▶ What this task involves
Return the entries below line for line without changes, leaving out the pictures.

====== The input ======

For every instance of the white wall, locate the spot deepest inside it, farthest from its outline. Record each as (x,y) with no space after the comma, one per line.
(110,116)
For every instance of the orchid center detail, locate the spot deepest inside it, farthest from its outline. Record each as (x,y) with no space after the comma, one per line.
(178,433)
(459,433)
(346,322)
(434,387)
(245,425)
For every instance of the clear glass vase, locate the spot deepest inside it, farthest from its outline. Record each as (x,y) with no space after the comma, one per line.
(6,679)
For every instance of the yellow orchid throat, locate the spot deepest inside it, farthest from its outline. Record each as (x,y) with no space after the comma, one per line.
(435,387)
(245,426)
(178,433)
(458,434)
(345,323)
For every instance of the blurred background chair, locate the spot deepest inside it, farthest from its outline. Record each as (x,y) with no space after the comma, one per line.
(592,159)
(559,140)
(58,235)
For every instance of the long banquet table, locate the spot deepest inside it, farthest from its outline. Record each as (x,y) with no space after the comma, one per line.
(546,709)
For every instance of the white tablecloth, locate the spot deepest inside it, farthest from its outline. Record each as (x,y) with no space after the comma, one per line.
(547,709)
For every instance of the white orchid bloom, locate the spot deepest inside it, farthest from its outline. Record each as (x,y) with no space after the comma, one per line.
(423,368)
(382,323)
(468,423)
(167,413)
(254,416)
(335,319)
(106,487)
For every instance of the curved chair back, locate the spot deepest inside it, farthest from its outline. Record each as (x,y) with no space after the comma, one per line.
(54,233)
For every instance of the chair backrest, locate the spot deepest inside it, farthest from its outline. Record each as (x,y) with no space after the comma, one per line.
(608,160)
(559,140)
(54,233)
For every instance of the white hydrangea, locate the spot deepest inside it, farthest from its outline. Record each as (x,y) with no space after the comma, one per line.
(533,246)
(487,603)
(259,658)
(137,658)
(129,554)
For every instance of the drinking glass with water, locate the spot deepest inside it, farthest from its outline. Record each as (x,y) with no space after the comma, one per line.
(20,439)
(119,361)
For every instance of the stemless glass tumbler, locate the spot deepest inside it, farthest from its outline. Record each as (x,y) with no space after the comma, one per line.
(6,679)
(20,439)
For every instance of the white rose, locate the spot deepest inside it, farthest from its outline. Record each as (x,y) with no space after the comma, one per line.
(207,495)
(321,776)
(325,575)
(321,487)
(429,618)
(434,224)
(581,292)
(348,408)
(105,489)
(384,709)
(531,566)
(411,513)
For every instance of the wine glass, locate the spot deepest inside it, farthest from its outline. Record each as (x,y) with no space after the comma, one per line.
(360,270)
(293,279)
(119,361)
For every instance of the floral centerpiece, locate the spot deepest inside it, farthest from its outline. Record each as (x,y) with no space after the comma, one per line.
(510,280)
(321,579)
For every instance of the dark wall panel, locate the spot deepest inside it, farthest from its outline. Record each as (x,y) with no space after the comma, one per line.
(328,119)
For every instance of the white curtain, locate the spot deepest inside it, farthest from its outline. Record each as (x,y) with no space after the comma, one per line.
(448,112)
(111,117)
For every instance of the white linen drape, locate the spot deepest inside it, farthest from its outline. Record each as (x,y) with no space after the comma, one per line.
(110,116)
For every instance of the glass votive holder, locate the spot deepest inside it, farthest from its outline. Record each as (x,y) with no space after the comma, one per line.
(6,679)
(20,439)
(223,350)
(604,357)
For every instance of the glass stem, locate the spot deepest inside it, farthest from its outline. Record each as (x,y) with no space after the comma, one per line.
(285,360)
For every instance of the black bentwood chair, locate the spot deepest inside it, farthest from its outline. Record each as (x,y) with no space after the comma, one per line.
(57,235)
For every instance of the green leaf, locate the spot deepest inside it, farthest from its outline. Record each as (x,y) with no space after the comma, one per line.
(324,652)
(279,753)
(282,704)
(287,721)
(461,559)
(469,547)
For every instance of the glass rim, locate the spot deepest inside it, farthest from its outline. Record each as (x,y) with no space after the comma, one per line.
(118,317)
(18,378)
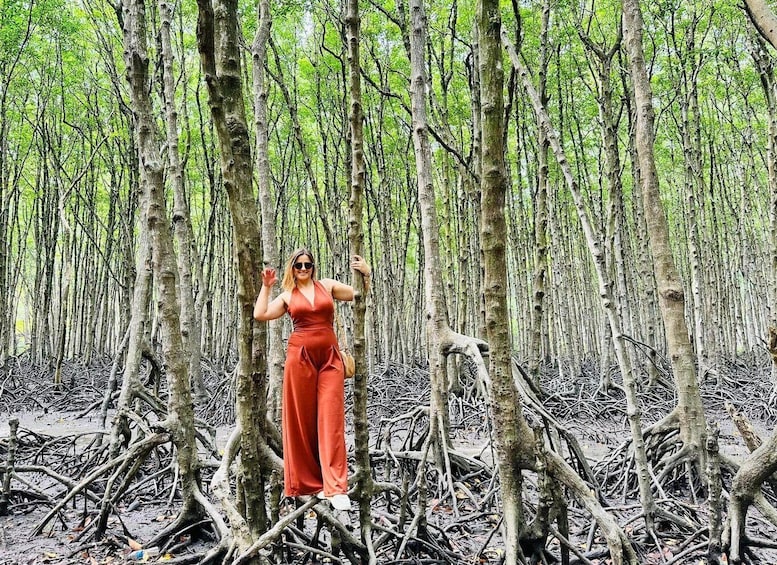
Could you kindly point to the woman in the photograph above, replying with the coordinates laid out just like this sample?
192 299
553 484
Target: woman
313 423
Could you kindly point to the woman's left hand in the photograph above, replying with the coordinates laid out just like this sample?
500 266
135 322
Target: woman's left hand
359 264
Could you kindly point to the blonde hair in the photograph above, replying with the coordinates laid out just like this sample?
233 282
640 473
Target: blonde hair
289 282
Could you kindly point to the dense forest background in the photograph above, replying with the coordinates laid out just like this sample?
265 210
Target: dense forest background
68 176
586 191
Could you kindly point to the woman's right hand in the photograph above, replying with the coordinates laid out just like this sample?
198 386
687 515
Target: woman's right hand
269 277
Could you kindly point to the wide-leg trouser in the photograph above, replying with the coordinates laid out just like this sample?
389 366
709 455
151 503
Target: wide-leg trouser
314 454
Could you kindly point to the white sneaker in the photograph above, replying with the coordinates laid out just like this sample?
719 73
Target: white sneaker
340 502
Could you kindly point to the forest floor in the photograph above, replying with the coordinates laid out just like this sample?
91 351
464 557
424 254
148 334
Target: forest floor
58 427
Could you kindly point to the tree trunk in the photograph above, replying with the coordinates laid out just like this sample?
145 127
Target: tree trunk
505 404
182 226
180 418
593 242
689 412
219 44
269 243
540 202
364 483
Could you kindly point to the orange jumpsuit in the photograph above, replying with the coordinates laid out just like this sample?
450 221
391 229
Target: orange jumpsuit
314 455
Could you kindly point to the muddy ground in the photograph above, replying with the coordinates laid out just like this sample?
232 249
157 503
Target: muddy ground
59 425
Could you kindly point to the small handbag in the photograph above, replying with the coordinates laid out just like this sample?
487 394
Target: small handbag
345 354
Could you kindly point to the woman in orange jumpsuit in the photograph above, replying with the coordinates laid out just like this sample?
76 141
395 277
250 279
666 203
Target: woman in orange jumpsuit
313 423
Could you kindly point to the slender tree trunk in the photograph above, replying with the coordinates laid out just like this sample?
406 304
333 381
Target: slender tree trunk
540 202
269 243
219 44
182 226
689 411
434 286
505 404
605 285
180 418
364 483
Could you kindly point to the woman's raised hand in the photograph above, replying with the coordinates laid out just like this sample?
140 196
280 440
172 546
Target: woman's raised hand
269 276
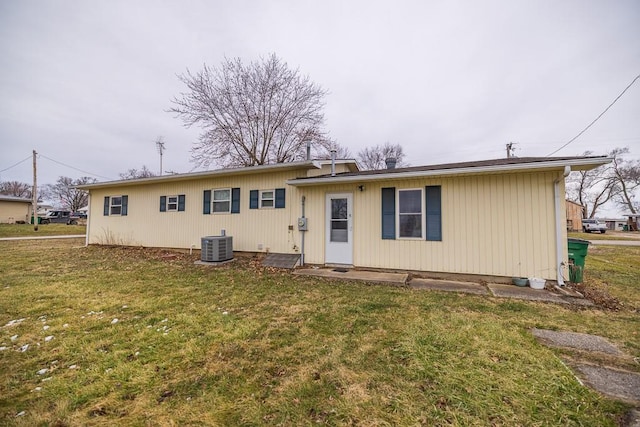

======

▶ Reply
For every instance of the white wall, locate the spot deepest inside it, farthest from its outline. Record each as (x,y) with no space after the comma, one per line.
(110,116)
For every instance of the orchid center detail, locate the spot deepest inside it, farthest from its outline. Record each as (x,y) with no space after the comma, one per line.
(178,433)
(459,433)
(346,322)
(434,387)
(245,425)
For every instance of the clear glass vase, locate the spot deepest inside it, farthest from its outline. Record each as (x,y) with no space after the comma, one per line.
(6,679)
For every instance of the yellow orchid throat, locate the spot deepest inside it, farthest from its outline. Record each as (x,y) with no space after the comma, one per line.
(435,387)
(245,426)
(178,433)
(458,434)
(345,323)
For every instance of the blurred background chair, locate the spot deepest inside it, farthest from its outline. Record each as (x,y) with no space after the comma, one per line.
(592,159)
(559,140)
(58,235)
For every instance of the long banquet table, locate the spot deepest inside it, farthest from its outline. Record each as (x,y) with no space after the comma, one per line.
(546,709)
For every instance of the white tablecloth, locate the spot deepest inside it, farthest from its outline. Record each as (x,y) with no space after the comma, one per line.
(547,709)
For every instance of the white orchid bloom, locate the spot deepest inside it, farthest from its outline. Record each as (x,y) with no space after the comma, one per line.
(423,368)
(382,323)
(468,423)
(167,413)
(254,416)
(335,319)
(106,487)
For every instance of the curved chair back, locate the spot deepest inside it, farthest from its outline. Record each as (x,y) with no space after the comma, one per line.
(54,233)
For every instance of the chair backrest, locate the spot deepest inside it, farthest from its outline. Record each as (x,y) with no space after the comma, one per line.
(608,160)
(559,140)
(54,233)
For every instance of the white hydrangea, locate the spot deepest inside it, farthest from its outline. Record each as (x,y) with no space after the comma, one per line.
(533,246)
(487,603)
(259,658)
(137,658)
(129,554)
For every instance of the drinking glass with water, locate the spot deepest inside it, farthest from its outline. Record each as (x,y) with no space after the comma, one per line.
(20,439)
(119,361)
For every instance of the stemless glass tumbler, locate the spot deepest inside it, farthest from its outline. Record each as (x,y) with no space after the comma, one per line.
(6,679)
(20,439)
For every instance of the white rose, locate the spot deepest inside it, farthest from its outline. Record each as (x,y) with no space after the comma, one per line.
(207,495)
(321,776)
(325,575)
(321,487)
(429,618)
(434,224)
(581,292)
(348,408)
(105,489)
(384,709)
(531,566)
(411,513)
For every instance of the wine glass, locate the spot deepest inside it, farthest from its outline. Record each as (x,y) with no space after the comma, one per line.
(360,270)
(293,279)
(119,361)
For every instance of the floral centerpiece, locate the spot deepest inside it, farthest from its outline. Record each as (x,y) with no space after the comma, one per line.
(510,280)
(321,579)
For every instance of the dark wall panel, locate the spot deepest inside it, farthest from its outline. Record each as (x,y) with no space after the comma, one per line.
(328,119)
For every instance of the white curtain, locate the spot deepest inside it, farthest from its outline. Record each as (x,y) with no space after the comma, one per line.
(448,112)
(111,117)
For every instance of the white linen drape, locate the spot deepest inside it, farthest from its outline. Record each as (x,y) with no space after the comma, one per line.
(110,116)
For every instance of the glass votive holder, locate the spot deepest inside it, farthest from its outline. Record each as (x,y) with no space after the comma, one per line.
(6,679)
(20,439)
(223,350)
(604,357)
For every instance of the glass stem, locate the spot deepest inside it, farthest from its outline. Record each as (x,y) with no space after the comma, one per line.
(285,360)
For every instance of the black bentwood chair, locate the spot deepest inside it, farthest from its outline. Record each as (x,y) with no space after the comma, one per line.
(57,235)
For every instance of the green leaf, locate the spot deepest inside it, farthest from its outline. Record each as (x,y) with no space after the comma, one per line.
(324,652)
(279,753)
(282,704)
(287,721)
(461,559)
(469,547)
For every instance of the glass rim, locate the spot deepest inside it, farthest from its outline. Record each as (x,y) with no space after the comma, one per line.
(118,317)
(18,378)
Could you kindly point to the woman in the photograph above, replying with the coordinates laid out just like this sample?
192 299
553 484
Target: woman
313 423
Could you kindly point to the woman's left hand in the photograph above, replying with the coordinates laid out just like this sample?
500 266
135 322
Target: woman's left hand
359 264
Could you kindly point to the blonde hair in the photograph above, replying with the coordinates laid out just like this sample?
233 282
640 473
Target: blonde hair
289 282
Could you kindly point to the dense forest background in the photograph above, replying with the coordinates laid out just like this sample?
265 210
Target: dense forest background
68 176
586 191
Could you kindly point to the woman's right hand in the photograph above, replying with the coordinates laid out just like this sample?
198 386
687 515
Target: woman's right hand
269 277
Could you kindly point to the wide-leg trouser in the photograph above, replying with the coordinates laid out just like this sample?
389 366
709 455
151 503
Target: wide-leg trouser
314 454
Could you kindly point to the white sneaker in the photograph above, replying with the coordinates laid out just like this sample?
719 73
Target: white sneaker
340 502
Could you kindly point to the forest floor in the photograph above, replying with the coordinates laid out just like this sample?
91 351
464 557
424 254
148 334
Target: forest floor
58 427
Could you kindly point to the tree trunk in the photograph above, replying with the coordinates laid out just like this sample?
145 127
Target: tree trunk
505 404
182 226
180 418
593 242
689 412
219 44
269 243
540 202
364 483
Could you kindly point to the orange jumpsuit in the photograph above, replying with the coordinates laid out just like this sample?
450 221
391 229
Target: orange jumpsuit
314 455
Could you kindly point to the muddy ground in the photograph above, replying with the coordinates laid out just like this sample?
232 249
157 503
Target: muddy ground
59 425
Could you kindly point to the small handbag in the photograph above, replying with the coordinates laid out just like this sample?
487 394
Target: small handbag
345 354
Could you kindly point to the woman in orange jumpsuit in the photograph above, replying with the coordinates laid out just like this sample?
76 141
395 277
250 279
666 203
Target: woman in orange jumpsuit
313 423
Could you kindly point to the slender tree trunk in the photograph above, replying with the coordinates laid out just like this sample?
406 304
333 381
Target: slender tree trunk
540 202
269 243
219 44
182 226
689 411
434 286
505 404
605 285
180 418
364 483
Could you kindly point to the woman's raised hand in the photograph above, replying with the coordinates laid out just like this sample?
140 196
280 440
172 546
Target: woman's raised hand
269 276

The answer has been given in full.